## Begin Extracted entries
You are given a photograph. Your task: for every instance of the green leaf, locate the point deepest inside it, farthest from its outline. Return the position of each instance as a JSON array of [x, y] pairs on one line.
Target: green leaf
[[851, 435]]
## End Extracted entries
## Begin Extracted entries
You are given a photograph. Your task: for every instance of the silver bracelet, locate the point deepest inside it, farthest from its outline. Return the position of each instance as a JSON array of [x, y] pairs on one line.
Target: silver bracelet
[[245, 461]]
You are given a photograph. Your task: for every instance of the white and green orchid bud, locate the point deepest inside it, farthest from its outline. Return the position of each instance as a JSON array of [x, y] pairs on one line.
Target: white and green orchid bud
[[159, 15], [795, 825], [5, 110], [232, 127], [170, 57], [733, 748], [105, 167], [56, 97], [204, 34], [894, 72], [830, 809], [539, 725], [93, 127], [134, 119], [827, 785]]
## End Extracted entries
Directive:
Repeat the rows word for word, starting with the line that contains "of the silver" and going on through the line that contains "119], [827, 785]]", including both of those lines.

Response:
You are given a photograph. Your task: for every instance of the silver bracelet, locate the point deepest inside it, farthest from its outline. Return the position of each instance as a JSON array of [x, y] pairs on one line.
Target: silver bracelet
[[245, 461]]
You are given a photograph. Your task: for every instance of the white and green orchid bud, locate the point deepest inside it, farthest from its outline. Return the position of each instance as a JSON array of [x, y] pairs on one line.
Target: white and green orchid bud
[[159, 15], [795, 825], [5, 110], [232, 127], [170, 57], [733, 748], [105, 167], [56, 97], [204, 34], [894, 72], [830, 809], [539, 725], [93, 127], [134, 119], [827, 785]]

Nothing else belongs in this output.